§ Required task: Return, word for word, the part of the data that opens with the line containing "like [(152, 264)]." and closes with the line containing "[(222, 197)]", with both of those lines included.

§ Task input:
---

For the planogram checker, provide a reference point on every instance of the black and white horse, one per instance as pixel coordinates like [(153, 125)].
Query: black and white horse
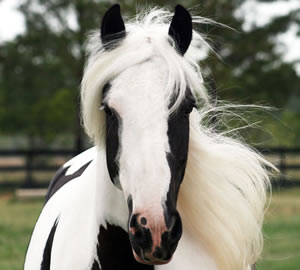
[(160, 189)]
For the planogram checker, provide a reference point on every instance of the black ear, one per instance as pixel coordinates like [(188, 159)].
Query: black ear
[(112, 27), (181, 29)]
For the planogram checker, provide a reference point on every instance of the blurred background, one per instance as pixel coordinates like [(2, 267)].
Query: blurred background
[(41, 63)]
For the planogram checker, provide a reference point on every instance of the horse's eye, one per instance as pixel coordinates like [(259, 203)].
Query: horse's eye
[(107, 110), (189, 106)]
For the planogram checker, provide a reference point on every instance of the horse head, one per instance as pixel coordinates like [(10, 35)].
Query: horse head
[(147, 139)]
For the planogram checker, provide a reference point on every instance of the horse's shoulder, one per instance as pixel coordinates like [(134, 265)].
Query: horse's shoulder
[(70, 170)]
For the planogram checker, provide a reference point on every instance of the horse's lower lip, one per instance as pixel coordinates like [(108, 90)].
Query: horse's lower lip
[(151, 262)]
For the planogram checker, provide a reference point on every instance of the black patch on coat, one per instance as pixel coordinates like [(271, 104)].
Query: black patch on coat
[(112, 27), (60, 179), (113, 130), (114, 250), (181, 29), (178, 134), (48, 248), (96, 266)]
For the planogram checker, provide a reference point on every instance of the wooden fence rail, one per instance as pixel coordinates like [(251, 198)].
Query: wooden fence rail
[(279, 155), (30, 165)]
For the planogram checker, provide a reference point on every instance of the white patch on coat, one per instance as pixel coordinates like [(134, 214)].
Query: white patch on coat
[(82, 205), (138, 96)]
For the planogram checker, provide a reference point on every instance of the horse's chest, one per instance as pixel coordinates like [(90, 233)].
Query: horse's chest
[(114, 251)]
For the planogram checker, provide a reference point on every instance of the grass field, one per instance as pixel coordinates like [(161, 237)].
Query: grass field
[(282, 231)]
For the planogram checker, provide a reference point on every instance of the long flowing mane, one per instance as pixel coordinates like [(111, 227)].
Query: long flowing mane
[(223, 194)]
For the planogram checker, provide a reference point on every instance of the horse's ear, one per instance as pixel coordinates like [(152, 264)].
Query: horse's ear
[(112, 27), (181, 29)]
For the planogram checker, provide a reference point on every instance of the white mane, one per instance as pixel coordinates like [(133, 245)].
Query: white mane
[(222, 197)]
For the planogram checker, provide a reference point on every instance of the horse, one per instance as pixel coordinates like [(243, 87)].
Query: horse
[(162, 188)]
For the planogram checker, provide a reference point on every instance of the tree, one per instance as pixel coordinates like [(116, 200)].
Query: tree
[(40, 71)]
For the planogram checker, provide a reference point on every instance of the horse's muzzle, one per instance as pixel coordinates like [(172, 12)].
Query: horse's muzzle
[(154, 242)]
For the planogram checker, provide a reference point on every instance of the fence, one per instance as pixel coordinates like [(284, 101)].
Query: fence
[(32, 161), (29, 161)]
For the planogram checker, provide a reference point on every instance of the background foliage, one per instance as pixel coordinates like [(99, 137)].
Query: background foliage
[(41, 69)]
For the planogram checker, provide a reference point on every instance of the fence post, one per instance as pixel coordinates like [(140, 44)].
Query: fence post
[(282, 164), (29, 181)]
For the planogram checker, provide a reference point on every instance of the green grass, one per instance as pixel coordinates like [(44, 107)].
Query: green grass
[(282, 231), (17, 219)]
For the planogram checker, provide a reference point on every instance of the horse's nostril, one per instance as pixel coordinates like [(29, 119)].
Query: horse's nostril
[(133, 221), (175, 229), (143, 221)]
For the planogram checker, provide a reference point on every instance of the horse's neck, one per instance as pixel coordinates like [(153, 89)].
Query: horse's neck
[(110, 203)]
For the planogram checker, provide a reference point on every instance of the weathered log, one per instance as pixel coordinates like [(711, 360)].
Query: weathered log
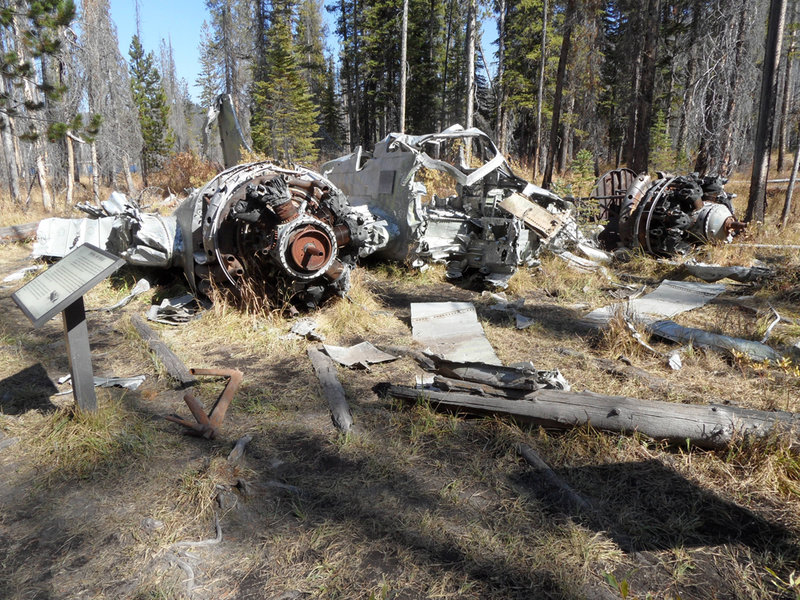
[(333, 391), (174, 365), (238, 449), (18, 233), (626, 371), (709, 426), (448, 384)]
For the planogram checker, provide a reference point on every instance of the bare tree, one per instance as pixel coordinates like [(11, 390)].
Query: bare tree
[(403, 60), (757, 201), (109, 95), (562, 68), (177, 98)]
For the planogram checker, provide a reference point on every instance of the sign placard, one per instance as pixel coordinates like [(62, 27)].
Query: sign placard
[(70, 278)]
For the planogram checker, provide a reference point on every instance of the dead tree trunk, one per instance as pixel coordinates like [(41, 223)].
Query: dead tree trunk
[(757, 200), (95, 175), (787, 204), (70, 170), (711, 426), (566, 44), (403, 59), (537, 152), (11, 163), (644, 111)]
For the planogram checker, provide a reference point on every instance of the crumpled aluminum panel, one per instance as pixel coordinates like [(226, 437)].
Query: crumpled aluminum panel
[(452, 330)]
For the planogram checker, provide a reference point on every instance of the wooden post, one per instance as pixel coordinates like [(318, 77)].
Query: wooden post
[(80, 358)]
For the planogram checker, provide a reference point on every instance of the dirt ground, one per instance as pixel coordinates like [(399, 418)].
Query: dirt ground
[(414, 503)]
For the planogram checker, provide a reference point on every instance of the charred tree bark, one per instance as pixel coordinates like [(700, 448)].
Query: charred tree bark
[(644, 110), (705, 426), (728, 125), (787, 204), (786, 97), (537, 151), (566, 44), (332, 390)]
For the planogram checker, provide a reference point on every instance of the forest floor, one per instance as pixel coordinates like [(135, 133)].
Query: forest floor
[(414, 503)]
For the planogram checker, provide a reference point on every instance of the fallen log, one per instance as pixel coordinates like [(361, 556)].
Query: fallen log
[(18, 233), (174, 365), (708, 426), (332, 390), (570, 496)]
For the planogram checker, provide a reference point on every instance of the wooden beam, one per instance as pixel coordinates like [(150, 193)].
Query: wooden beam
[(174, 365)]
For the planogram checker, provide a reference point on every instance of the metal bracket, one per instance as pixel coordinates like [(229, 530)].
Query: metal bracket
[(207, 426)]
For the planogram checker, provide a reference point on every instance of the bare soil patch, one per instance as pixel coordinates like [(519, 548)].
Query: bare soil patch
[(414, 504)]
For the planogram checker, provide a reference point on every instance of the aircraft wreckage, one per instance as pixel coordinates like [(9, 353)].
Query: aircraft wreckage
[(489, 223), (294, 233), (664, 216), (255, 226), (262, 227)]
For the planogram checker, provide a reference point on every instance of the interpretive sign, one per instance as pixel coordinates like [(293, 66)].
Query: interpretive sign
[(70, 278), (61, 289)]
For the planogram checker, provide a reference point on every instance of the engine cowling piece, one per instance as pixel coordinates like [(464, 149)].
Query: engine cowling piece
[(671, 214), (266, 228)]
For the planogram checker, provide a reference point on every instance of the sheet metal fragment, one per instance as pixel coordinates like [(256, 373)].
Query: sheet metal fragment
[(451, 330), (362, 355), (668, 299)]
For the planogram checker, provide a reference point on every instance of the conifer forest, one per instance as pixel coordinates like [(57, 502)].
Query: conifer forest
[(559, 85)]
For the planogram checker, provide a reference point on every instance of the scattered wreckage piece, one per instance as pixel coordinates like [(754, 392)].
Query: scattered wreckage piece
[(332, 390), (707, 426), (361, 355), (670, 330), (174, 311), (451, 330), (20, 274), (670, 298), (139, 288), (259, 223), (173, 365), (667, 215), (130, 383), (712, 273), (18, 233), (468, 230), (208, 425), (255, 228), (515, 380)]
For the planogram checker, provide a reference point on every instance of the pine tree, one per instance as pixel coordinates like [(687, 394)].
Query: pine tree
[(151, 103), (284, 115)]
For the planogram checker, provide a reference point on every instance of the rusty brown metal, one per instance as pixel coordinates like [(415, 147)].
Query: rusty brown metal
[(207, 426)]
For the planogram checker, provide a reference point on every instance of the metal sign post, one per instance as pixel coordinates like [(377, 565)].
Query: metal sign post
[(61, 289)]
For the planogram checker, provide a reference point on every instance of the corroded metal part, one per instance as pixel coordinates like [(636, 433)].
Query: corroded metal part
[(462, 222), (671, 214)]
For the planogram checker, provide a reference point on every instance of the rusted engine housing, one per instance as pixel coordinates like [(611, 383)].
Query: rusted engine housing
[(284, 229), (668, 215)]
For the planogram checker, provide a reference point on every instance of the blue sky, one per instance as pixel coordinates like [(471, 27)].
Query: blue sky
[(181, 21)]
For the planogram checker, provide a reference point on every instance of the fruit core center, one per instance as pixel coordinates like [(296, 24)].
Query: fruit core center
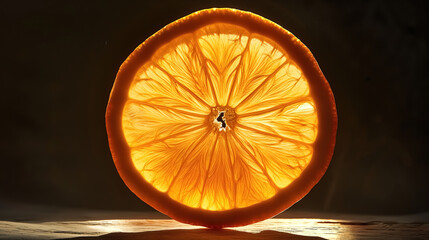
[(223, 118)]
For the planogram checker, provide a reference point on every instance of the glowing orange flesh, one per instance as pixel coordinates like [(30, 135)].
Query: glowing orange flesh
[(220, 118)]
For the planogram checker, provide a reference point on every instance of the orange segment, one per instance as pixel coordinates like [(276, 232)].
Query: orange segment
[(179, 152), (221, 119)]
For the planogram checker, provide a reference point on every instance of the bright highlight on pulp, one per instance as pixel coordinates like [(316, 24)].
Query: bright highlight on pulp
[(220, 118)]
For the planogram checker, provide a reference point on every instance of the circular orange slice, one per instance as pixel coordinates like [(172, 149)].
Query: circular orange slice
[(222, 118)]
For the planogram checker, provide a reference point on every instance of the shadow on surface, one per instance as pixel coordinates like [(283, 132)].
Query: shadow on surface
[(198, 234)]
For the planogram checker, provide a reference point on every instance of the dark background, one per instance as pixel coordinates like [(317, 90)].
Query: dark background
[(59, 60)]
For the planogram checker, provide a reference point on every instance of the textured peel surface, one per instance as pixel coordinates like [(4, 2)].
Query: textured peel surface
[(220, 118)]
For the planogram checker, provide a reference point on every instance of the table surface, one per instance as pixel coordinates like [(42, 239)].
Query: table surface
[(41, 222)]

---

§ Response to the task:
For the planogram checker, provide a reference point on every instance of the horse's ear, one per instance as pixel coordinates like [(152, 264)].
Query: horse's ear
[(112, 27), (181, 29)]
For the planogram checker, provide a reference point on every instance of the white mane, one per instance as pixel coordinates like [(133, 245)].
Query: white mane
[(222, 197)]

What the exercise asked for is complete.